● **Selected excerpt**:

Security Briefing 12.6.16
HDDCryptor disrupted travel in San Francisco over the holiday weekend, affecting 2,100+ machines and allowing travelers free transit on Saturday. Bounty was set at 100 bitcoins (~$72,000) to decrypt; it’s unclear up to now if they’ve paid. Affected everything from servers to workstations to terminals for customers, encrypted the disks and rebooted to a screen that simply stated “You hacked, ALL data encrypted. Contact for Key (email@address.com) ID:681”
UberCENTRAL, a portal Uber started during the summer, could have leaked sensitive data. Over September and October, a white-hat hacker found a few vulnerabilities in the system which allowed him to enumerate sensitive data. The caveat of these things is that you would have to be an admin to actually see the enumerated data. Uber has since said they’ve fixed the exploits.

A block of data:
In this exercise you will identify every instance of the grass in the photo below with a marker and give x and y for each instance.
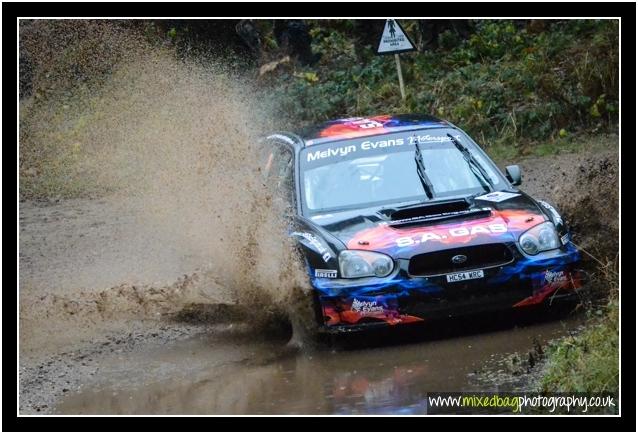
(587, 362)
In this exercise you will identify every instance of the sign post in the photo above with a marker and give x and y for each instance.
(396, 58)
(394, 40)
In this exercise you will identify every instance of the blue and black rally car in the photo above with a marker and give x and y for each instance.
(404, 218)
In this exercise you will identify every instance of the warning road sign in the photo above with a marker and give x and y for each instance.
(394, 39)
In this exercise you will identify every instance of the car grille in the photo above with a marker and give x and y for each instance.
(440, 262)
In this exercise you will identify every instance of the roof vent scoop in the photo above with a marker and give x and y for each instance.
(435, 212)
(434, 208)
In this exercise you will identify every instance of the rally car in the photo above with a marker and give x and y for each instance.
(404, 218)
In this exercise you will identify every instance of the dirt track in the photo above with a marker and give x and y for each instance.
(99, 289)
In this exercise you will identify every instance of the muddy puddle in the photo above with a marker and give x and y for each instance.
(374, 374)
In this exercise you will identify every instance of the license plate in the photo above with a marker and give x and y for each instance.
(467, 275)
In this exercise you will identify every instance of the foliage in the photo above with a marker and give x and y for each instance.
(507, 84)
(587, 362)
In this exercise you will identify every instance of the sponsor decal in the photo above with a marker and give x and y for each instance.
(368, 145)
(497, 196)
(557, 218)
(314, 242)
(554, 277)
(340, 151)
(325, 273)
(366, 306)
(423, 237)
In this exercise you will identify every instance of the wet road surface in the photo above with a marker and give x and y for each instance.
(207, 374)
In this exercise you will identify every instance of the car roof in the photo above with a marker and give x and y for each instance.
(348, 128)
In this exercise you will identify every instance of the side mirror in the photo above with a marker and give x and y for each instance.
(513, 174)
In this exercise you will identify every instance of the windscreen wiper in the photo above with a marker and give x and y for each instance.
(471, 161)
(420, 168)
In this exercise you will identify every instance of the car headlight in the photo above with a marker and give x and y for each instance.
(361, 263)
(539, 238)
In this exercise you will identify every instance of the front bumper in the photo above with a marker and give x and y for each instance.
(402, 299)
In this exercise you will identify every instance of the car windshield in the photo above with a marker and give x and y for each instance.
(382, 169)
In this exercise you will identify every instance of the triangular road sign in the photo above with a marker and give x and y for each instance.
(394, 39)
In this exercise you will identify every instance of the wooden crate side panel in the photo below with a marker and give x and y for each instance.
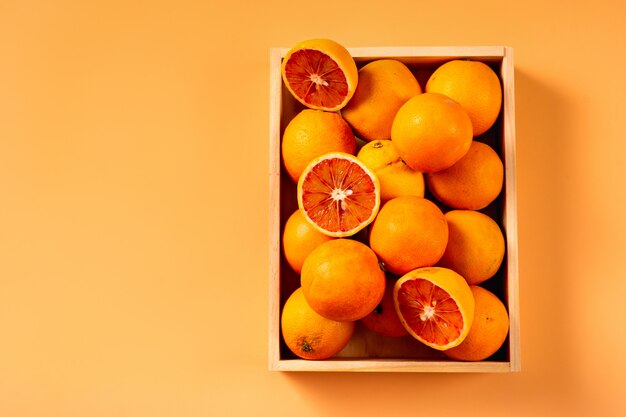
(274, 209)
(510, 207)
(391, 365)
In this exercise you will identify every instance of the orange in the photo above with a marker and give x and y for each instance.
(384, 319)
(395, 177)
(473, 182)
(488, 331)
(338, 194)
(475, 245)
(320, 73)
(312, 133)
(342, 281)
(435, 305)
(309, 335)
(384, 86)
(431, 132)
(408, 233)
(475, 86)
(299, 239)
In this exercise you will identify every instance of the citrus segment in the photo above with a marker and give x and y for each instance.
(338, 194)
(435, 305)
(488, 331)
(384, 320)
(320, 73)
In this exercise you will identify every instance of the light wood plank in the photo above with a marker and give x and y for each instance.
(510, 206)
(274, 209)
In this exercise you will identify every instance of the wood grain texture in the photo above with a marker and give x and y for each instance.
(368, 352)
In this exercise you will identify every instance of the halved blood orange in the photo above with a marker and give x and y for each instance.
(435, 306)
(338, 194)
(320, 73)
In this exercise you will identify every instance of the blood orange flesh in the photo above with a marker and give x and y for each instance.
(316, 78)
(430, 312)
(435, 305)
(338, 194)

● **Exercise tasks**:
1. Reproduce the part of the security briefing starting at "Security Briefing 12.6.16" and ending at "fixed the exploits.".
2. How many lines of the entries contain the string "sign"? Give only the number.

● **Responses by task**:
1.
Security Briefing 12.6.16
HDDCryptor disrupted travel in San Francisco over the holiday weekend, affecting 2,100+ machines and allowing travelers free transit on Saturday. Bounty was set at 100 bitcoins (~$72,000) to decrypt; it’s unclear up to now if they’ve paid. Affected everything from servers to workstations to terminals for customers, encrypted the disks and rebooted to a screen that simply stated “You hacked, ALL data encrypted. Contact for Key (email@address.com) ID:681”
UberCENTRAL, a portal Uber started during the summer, could have leaked sensitive data. Over September and October, a white-hat hacker found a few vulnerabilities in the system which allowed him to enumerate sensitive data. The caveat of these things is that you would have to be an admin to actually see the enumerated data. Uber has since said they’ve fixed the exploits.

2. 3